(The data Opens)

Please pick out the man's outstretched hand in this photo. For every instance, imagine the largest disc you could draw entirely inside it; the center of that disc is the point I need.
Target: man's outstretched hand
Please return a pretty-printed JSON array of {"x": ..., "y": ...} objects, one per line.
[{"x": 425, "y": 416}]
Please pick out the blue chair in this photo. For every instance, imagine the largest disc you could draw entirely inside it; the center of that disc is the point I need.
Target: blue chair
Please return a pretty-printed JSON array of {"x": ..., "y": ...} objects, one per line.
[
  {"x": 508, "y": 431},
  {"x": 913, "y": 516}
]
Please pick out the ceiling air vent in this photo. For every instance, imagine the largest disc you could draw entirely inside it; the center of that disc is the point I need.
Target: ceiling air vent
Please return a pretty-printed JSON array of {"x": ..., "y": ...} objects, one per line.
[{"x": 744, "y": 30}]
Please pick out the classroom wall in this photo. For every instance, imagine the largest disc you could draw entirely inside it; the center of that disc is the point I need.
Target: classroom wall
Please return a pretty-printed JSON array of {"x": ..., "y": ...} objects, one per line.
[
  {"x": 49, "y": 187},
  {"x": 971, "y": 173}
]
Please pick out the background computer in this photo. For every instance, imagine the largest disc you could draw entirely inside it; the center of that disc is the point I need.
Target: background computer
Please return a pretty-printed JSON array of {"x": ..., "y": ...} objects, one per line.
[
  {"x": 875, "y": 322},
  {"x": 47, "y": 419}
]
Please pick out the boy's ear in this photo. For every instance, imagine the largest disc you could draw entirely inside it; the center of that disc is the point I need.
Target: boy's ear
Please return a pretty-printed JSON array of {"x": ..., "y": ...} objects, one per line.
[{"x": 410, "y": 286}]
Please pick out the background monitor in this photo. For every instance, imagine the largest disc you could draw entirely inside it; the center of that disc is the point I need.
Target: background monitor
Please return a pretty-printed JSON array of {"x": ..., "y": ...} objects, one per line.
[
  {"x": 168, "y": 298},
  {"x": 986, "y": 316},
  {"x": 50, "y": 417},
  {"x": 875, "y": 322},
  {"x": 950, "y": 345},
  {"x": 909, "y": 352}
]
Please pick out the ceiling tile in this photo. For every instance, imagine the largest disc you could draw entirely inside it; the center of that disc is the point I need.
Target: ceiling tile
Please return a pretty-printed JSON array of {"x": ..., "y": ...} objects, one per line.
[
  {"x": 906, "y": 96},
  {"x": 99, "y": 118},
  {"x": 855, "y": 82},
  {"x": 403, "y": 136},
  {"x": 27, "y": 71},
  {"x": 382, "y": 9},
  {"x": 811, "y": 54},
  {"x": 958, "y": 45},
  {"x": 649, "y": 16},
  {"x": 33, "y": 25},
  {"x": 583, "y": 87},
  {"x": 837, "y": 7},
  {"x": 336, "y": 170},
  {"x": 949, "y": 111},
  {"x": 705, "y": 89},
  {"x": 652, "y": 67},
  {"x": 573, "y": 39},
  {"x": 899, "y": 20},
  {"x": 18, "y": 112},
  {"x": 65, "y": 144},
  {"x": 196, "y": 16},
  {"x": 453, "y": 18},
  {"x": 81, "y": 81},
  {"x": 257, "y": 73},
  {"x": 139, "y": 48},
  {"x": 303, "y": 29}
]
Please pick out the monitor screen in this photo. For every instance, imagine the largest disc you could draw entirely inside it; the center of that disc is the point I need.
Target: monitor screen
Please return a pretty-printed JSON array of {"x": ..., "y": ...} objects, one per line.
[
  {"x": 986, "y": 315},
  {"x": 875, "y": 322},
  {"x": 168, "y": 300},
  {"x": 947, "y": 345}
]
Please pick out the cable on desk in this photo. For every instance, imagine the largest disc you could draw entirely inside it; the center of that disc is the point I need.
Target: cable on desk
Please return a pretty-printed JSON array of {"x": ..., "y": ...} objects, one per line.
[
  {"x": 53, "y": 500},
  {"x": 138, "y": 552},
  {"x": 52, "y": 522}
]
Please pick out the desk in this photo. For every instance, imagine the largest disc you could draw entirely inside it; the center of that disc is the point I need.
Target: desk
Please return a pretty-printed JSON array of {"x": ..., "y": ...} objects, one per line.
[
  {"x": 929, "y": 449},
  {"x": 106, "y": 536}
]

(The data Closes)

> _Problem requirements_
Would you please copy exactly the part of the entries above that begins at the line containing "Please pick out the ceiling air" and ends at the line containing "Target: classroom wall", both lines included?

> _Exercise output_
Please pick out the ceiling air vent in this photo. For every instance, imagine the largest disc you could draw entirely inside it; the center of that disc is the point I need.
Target: ceiling air vent
Please return a pretty-printed JSON array of {"x": ..., "y": ...} objects, one per line.
[{"x": 744, "y": 30}]
Please pick out the classroom wall in this photo. For every instance, imagine the largest disc you could draw entirely inside it; the center of that disc is the point I need.
Target: classroom wall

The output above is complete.